- **WRITTEN PROBLEM**:
Answer these questions from the Wan 2.1 video workflow guide below:
1. Which loader node was added to make the new video follow the camera path of the reference video?
2. In which node is the Context Length set?
3. What Context Length value does the guide use, and which lower value does it warn against?

- **DOCUMENT EXTRACT**:
But prompts alone are often not enough with Wan 2.1. If you really want professional camera movement that matches your source video you have to force it mathematically.

That is why I added the WanVideo Uni3C Controlnet Loader to this workflow. You load that Uni3C file we talked about into this node. Then you connect your reference video to it. It extracts the exact camera path like the pan the tilt and the zoom and it forces the new video to follow that same path. It basically overrides the model’s natural desire to be static.

How to Generate 30 Second Videos Without Crashing

Next let’s fix the video length issue. You want a 30 second video but the model usually only gives you about 5 seconds before it stops.

You have to look for the WanVideo Context Options node in the middle of the workflow. I have set the Context Length to 81.

Do not lower this to 41 like some older guides suggest. I tried 41 frames and it glitches on the first frame because the model gets confused about the timing embeddings. Stick to 81 which is what the model was natively trained on.

- **Entries for locating named things**:
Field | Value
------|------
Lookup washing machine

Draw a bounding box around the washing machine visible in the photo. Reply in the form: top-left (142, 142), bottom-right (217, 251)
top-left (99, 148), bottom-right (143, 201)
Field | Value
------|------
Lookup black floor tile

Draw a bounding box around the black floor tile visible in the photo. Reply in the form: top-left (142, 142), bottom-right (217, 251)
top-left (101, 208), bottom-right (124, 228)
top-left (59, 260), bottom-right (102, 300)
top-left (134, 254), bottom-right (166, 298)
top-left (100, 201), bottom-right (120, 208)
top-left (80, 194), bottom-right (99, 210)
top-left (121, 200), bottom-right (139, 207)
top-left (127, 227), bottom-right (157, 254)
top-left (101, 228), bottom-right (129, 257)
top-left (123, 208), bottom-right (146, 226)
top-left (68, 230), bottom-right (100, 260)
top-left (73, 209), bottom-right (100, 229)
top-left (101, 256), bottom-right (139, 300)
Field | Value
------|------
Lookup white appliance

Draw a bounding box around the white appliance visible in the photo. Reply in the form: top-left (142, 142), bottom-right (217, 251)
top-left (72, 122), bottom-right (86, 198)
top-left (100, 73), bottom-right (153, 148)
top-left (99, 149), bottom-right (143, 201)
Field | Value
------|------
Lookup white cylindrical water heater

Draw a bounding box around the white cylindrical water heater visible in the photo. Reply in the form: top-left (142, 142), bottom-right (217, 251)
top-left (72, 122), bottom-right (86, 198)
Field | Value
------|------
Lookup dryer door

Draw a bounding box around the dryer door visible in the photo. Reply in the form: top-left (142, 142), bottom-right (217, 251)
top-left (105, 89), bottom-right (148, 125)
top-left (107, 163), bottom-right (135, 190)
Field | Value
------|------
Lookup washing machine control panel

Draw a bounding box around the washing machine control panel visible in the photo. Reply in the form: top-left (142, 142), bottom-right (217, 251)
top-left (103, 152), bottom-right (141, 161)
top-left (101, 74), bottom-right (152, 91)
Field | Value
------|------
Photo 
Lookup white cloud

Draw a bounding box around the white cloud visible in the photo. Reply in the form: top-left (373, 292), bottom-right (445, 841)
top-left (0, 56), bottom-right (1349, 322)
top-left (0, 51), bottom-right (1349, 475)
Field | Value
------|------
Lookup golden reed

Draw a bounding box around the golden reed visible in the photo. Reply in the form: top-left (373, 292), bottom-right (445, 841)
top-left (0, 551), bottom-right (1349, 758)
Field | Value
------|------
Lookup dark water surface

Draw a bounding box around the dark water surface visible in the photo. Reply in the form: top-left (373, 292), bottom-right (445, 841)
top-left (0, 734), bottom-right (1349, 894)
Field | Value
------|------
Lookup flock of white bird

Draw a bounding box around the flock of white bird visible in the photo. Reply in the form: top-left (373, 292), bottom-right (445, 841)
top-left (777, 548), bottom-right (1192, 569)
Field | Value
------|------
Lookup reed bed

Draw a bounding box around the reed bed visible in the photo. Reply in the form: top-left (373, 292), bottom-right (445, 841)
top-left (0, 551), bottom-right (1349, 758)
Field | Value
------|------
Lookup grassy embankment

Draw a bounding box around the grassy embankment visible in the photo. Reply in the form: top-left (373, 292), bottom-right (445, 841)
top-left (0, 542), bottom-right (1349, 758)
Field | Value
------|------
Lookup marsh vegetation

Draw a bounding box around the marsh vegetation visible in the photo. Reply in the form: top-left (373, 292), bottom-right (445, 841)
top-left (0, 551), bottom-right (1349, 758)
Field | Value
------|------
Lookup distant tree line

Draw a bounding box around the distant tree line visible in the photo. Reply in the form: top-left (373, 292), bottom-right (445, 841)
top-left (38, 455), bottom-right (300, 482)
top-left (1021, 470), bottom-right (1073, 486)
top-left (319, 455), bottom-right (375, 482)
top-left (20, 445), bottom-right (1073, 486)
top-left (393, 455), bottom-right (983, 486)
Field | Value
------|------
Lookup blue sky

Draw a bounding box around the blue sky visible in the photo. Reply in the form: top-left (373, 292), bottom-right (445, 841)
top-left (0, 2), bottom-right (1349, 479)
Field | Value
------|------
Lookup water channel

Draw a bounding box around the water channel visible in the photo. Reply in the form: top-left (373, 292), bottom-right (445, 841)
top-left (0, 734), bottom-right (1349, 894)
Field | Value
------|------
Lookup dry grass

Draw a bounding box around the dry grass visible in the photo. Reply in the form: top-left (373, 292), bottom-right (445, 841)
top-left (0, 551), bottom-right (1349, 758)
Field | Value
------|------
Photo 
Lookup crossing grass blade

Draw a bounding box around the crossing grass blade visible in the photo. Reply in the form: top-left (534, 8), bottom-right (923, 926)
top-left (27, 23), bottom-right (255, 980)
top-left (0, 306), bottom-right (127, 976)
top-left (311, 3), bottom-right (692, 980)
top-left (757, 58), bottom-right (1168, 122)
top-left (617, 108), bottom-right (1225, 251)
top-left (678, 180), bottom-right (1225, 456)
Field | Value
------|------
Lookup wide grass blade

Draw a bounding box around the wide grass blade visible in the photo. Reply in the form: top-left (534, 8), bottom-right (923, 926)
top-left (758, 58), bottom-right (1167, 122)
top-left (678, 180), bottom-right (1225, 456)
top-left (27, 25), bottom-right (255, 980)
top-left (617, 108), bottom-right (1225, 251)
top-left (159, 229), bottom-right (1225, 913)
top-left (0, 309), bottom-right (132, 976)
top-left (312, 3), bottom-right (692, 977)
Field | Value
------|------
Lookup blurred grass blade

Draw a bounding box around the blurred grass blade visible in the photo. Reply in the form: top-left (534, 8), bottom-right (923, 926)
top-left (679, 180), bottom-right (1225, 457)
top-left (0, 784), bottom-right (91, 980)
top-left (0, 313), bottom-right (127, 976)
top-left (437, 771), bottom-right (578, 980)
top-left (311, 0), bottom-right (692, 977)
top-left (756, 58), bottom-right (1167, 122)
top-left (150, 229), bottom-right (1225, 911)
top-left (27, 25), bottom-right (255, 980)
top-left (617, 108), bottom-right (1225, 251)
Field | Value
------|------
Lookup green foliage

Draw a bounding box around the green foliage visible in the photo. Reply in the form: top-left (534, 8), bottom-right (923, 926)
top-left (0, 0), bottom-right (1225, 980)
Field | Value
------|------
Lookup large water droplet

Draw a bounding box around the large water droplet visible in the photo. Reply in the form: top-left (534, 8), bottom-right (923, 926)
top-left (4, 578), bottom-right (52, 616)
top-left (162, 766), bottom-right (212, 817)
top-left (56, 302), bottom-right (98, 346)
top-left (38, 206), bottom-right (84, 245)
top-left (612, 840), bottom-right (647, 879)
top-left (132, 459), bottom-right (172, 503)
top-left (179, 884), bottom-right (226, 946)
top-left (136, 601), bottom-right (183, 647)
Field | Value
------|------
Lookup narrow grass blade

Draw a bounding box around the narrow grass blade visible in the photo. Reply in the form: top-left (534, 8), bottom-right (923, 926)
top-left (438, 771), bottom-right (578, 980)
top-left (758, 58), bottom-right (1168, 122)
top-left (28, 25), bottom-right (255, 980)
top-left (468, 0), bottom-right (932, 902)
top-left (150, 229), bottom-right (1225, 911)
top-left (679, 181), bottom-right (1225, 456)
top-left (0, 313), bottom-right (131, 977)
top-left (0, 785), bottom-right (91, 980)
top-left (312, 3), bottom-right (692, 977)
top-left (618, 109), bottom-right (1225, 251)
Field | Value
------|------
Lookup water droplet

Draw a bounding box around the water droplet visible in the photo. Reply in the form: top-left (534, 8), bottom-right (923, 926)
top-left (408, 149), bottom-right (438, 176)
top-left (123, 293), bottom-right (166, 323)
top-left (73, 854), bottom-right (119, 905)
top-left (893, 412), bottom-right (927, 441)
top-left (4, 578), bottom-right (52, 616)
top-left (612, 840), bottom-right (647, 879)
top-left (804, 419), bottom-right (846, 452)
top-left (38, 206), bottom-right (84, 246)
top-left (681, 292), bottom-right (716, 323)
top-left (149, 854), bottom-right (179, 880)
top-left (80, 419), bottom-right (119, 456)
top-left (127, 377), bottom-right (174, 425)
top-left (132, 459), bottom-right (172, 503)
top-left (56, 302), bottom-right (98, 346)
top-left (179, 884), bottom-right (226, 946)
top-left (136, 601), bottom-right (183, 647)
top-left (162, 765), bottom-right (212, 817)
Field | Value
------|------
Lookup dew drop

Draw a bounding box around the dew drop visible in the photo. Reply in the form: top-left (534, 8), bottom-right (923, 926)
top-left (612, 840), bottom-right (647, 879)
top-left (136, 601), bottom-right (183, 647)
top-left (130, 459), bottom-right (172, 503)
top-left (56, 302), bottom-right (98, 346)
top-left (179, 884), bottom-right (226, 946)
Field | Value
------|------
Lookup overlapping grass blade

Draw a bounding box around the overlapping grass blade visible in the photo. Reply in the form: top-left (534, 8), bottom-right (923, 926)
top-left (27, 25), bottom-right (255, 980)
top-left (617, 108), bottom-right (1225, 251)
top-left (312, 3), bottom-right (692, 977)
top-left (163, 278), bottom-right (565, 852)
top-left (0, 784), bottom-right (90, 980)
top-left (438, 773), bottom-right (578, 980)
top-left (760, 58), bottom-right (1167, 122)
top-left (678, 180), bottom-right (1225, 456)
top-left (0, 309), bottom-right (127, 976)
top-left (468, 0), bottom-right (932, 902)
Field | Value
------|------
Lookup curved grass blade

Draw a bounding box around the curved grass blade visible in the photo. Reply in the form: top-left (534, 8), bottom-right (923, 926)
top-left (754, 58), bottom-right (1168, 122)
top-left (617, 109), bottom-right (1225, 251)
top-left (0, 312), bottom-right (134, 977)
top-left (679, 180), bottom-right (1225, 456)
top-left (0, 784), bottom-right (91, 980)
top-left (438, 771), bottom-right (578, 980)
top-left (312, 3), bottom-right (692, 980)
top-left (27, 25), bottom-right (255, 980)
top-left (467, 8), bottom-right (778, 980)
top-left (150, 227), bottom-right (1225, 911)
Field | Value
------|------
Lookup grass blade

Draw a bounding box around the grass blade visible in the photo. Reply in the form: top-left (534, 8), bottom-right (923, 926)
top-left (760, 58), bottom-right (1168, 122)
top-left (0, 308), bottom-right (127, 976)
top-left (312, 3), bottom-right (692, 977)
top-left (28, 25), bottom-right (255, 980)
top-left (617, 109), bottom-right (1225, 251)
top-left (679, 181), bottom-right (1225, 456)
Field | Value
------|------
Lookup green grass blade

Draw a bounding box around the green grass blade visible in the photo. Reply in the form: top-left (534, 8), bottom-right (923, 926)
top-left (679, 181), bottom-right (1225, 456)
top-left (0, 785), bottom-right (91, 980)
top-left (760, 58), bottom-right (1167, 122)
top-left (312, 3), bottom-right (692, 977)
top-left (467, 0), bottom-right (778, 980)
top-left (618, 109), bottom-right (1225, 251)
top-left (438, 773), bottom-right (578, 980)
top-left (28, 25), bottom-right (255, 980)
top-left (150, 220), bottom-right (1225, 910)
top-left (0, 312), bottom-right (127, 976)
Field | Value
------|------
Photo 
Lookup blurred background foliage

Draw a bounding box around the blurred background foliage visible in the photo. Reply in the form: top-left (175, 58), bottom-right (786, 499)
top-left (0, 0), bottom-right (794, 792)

- **RESULT FOR THIS TASK**:
1. The WanVideo Uni3C Controlnet Loader.
2. The WanVideo Context Options node.
3. It uses 81 and warns against lowering it to 41.